### PROBLEM A
Reproduce everything in the household graph text from "Audience & Data" down to "in Western markets.", substituting "connected TV" for "smart TV" throughout.
### PROBLEM B
Resume the text on household graphs and CTV targeting in India, starting after its last sentence.

### EXCERPT TO READ

☆ ☆ ☆ ☆

Audience & Data · Co-Viewing

Household Graphs and Household-Level CTV Targeting in India

A household graph connects multiple devices — a smart TV, two mobile phones, a laptop — to a single household identity. In CTV advertising, this matters because a TV ad is seen by a room, not a person. Knowing that the smart TV, the household head's phone, and a family member's tablet all belong to the same home enables household-level frequency management, cross-screen attribution, and household-level targeting based on combined signals from all devices. In India, household graphs are built primarily from shared IP addresses, JioFiber household identity, and publisher login data — not from credit bureau or postal data as in Western markets.

What is a household graph

A household graph is a probabilistic or deterministic mapping of devices to households. It answers: "Which devices are used by the same household?"

Two methods are used to build the mapping:

  • Deterministic: Explicit signals tie devices together. The same email address logs into JioHotstar on a smart TV and a mobile phone. The same phone number is the registered ID for both a streaming account and a mobile app account. These hard links are highly reliable but cover fewer households than probabilistic methods.
  • Probabilistic: Statistical inference links devices that share IP addresses, similar usage patterns, and overlapping geographic signals. A smart TV and two phones that consistently share the same home WiFi IP, consume content in similar time windows, and resolve to the same area pin code are very likely in the same household. This is less precise than deterministic linking but extends graph coverage to tens of millions of households where deterministic signals are unavailable.

☆ ☆ ☆ ☆

### STORED ROWS

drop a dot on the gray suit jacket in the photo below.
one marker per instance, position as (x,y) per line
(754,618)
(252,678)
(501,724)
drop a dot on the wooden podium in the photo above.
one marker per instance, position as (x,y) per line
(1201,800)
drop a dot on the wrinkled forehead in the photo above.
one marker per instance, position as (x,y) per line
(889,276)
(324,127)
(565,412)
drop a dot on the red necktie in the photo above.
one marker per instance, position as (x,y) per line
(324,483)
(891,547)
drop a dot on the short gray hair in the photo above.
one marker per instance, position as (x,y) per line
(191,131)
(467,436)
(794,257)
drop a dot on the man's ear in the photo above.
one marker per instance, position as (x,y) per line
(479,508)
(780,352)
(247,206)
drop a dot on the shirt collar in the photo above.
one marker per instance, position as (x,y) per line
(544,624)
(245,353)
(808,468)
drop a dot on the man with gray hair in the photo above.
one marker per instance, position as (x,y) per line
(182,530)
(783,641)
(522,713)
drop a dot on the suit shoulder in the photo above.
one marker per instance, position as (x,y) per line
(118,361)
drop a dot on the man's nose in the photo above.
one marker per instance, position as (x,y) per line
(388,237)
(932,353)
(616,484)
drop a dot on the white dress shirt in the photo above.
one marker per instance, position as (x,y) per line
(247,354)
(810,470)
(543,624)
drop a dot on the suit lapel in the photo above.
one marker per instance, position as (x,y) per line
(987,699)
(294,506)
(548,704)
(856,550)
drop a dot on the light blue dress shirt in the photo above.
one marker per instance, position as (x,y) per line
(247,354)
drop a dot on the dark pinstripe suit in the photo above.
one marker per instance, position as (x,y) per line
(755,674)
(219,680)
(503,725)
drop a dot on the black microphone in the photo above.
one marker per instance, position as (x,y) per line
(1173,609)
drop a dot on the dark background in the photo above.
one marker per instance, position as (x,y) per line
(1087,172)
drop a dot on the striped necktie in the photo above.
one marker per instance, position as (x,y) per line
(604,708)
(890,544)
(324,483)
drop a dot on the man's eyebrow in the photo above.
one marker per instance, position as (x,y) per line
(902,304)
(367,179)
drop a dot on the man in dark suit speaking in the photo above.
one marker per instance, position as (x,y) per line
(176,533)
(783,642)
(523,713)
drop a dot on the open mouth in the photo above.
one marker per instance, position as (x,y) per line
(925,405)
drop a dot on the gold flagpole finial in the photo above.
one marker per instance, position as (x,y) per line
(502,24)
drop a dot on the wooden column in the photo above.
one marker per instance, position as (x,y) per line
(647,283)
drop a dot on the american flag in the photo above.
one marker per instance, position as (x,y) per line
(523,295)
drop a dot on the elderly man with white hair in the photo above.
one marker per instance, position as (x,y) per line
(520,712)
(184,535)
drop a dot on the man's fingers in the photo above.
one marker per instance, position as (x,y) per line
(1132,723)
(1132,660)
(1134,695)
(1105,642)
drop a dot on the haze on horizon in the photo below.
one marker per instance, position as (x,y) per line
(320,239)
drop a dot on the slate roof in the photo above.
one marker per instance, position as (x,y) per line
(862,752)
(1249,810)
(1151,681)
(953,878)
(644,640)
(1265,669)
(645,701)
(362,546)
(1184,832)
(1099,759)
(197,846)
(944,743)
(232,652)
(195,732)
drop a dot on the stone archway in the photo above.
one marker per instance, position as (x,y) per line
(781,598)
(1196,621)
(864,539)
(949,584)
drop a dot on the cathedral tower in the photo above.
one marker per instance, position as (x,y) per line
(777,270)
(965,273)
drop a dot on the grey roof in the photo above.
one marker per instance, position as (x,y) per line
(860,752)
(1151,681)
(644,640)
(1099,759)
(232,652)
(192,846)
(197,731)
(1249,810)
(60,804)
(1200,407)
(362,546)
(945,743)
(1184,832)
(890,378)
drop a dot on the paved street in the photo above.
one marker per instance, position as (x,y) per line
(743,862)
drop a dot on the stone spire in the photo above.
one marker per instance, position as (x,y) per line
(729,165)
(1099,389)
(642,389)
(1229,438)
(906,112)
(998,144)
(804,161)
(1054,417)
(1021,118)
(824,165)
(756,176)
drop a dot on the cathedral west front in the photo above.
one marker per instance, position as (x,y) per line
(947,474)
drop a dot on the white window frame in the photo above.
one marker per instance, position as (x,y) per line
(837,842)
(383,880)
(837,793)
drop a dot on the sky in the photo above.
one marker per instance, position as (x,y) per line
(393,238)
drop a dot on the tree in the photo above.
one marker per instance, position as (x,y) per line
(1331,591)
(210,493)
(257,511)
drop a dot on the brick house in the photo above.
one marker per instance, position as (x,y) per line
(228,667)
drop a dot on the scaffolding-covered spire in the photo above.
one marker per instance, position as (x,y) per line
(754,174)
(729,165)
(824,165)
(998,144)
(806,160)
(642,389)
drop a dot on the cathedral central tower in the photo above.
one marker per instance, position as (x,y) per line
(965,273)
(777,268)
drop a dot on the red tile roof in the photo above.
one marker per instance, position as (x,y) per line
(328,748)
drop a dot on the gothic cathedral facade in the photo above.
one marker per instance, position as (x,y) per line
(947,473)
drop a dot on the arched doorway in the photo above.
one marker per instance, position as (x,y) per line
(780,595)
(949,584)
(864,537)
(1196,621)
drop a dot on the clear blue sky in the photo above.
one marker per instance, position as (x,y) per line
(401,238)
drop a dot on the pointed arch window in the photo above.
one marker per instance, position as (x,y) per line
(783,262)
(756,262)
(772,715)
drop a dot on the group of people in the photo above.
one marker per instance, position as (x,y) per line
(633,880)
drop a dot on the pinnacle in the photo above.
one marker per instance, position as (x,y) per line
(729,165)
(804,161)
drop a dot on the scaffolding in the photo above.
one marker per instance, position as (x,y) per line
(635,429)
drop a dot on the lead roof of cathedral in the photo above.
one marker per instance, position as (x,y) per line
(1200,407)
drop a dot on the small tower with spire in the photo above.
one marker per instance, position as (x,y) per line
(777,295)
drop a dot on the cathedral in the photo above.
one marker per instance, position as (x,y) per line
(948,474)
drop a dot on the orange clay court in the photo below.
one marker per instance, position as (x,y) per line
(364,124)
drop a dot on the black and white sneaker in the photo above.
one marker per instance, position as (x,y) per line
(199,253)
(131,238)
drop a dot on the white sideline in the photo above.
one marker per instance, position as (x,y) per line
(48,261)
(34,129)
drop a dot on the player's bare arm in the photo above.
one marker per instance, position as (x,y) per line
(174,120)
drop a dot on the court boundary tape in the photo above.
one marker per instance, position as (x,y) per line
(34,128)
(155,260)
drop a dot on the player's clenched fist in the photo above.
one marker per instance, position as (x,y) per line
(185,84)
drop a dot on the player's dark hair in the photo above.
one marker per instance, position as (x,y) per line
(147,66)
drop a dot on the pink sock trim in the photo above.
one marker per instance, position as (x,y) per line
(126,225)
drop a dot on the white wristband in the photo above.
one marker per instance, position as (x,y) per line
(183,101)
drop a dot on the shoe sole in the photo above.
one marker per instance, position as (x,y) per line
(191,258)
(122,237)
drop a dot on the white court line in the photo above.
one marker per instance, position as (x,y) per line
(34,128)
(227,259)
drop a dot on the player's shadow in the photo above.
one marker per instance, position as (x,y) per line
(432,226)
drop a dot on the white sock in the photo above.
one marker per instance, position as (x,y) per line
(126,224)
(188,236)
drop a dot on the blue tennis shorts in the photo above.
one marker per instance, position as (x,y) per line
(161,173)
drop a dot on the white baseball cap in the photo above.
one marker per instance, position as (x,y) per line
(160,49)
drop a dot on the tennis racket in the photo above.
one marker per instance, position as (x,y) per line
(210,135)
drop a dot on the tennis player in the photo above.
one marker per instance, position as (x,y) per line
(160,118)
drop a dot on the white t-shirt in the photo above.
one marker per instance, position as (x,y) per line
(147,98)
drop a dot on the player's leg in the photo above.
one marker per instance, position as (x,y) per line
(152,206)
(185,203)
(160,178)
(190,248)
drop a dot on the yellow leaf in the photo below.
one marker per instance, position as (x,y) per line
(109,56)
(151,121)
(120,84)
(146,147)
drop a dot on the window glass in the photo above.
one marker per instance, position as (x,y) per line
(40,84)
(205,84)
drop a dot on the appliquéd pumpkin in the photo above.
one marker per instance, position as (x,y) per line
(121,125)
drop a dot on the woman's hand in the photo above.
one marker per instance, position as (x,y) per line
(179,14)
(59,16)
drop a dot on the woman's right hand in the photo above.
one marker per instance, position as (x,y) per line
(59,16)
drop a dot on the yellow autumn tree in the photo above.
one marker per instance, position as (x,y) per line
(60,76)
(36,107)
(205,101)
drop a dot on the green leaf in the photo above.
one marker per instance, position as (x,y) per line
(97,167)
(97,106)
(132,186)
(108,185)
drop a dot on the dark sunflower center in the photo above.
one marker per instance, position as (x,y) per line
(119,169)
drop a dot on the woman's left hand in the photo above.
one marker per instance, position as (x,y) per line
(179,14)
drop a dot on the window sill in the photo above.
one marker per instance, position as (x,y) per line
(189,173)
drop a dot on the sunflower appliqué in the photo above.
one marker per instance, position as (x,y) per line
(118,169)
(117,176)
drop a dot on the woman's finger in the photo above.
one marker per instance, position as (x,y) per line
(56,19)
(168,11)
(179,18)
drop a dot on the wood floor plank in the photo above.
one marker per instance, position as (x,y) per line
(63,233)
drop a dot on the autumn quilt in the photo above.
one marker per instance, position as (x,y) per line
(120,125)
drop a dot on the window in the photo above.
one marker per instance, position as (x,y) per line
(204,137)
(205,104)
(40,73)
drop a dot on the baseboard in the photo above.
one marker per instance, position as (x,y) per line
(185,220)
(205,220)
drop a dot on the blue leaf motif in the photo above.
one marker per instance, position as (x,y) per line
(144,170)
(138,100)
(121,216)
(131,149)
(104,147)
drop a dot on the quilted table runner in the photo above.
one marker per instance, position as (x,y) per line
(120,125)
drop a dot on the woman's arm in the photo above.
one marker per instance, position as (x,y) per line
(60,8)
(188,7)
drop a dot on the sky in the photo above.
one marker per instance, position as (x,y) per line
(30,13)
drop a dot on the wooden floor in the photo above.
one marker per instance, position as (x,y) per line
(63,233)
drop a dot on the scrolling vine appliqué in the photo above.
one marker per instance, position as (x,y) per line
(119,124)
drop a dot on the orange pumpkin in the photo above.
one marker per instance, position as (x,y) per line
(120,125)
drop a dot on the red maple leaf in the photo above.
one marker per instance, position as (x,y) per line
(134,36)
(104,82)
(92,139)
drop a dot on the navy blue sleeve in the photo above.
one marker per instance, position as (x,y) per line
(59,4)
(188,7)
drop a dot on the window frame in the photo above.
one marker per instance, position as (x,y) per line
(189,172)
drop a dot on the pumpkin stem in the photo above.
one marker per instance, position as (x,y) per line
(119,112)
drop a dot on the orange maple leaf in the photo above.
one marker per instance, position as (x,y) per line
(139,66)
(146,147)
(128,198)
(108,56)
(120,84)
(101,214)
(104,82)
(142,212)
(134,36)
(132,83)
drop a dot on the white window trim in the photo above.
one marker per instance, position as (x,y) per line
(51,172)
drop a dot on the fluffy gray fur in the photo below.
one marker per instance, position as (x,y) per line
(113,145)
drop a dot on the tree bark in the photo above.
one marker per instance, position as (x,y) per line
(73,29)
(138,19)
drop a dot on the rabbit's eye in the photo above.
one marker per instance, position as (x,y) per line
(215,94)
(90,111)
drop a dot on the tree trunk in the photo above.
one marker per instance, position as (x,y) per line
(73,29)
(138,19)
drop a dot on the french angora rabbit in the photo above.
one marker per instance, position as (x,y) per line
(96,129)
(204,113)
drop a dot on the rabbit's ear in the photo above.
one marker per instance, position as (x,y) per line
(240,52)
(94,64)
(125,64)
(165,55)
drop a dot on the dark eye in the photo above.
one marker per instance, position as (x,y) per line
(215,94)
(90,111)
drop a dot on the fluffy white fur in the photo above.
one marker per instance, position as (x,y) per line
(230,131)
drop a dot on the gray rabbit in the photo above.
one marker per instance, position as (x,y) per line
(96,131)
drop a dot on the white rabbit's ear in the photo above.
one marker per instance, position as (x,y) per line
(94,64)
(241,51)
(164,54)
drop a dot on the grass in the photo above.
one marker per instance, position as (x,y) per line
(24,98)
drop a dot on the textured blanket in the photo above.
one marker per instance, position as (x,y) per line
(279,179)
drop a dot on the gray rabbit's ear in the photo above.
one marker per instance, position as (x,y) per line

☆ ☆ ☆ ☆

### WRITTEN ANSWER A
Audience & Data · Co-Viewing

Household Graphs and Household-Level CTV Targeting in India

A household graph connects multiple devices — a connected TV, two mobile phones, a laptop — to a single household identity. In CTV advertising, this matters because a TV ad is seen by a room, not a person. Knowing that the connected TV, the household head's phone, and a family member's tablet all belong to the same home enables household-level frequency management, cross-screen attribution, and household-level targeting based on combined signals from all devices. In India, household graphs are built primarily from shared IP addresses, JioFiber household identity, and publisher login data — not from credit bureau or postal data as in Western markets.

### WRITTEN ANSWER B
In practice, all major household graphs use a combination — deterministic links as anchors, probabilistic expansion to fill gaps.

Household graph signals in India

India's household graph construction relies on different inputs than Western markets:

  • Shared home WiFi IP: The primary probabilistic signal. JioFiber and Airtel Fiber assign static or near-static residential IPs to most broadband plans — more stable than mobile IPs. A consistent household IP shared by a smart TV and a mobile device is a strong co-residency signal. This signal degrades in dense urban housing where shared routers cover multiple flats on a single IP block.
  • Publisher login (OTT accounts): JioHotstar, SonyLIV, and Zee5 have registered, phone-number-verified accounts. When a single phone-number-linked account streams on both a smart TV app and a mobile app, the publisher has deterministic proof of a cross-device, same-household link. This data is used internally by publishers for their own household graphs; it is shared with buyers in aggregated, privacy-safe forms through publisher audience segments, not as raw device maps.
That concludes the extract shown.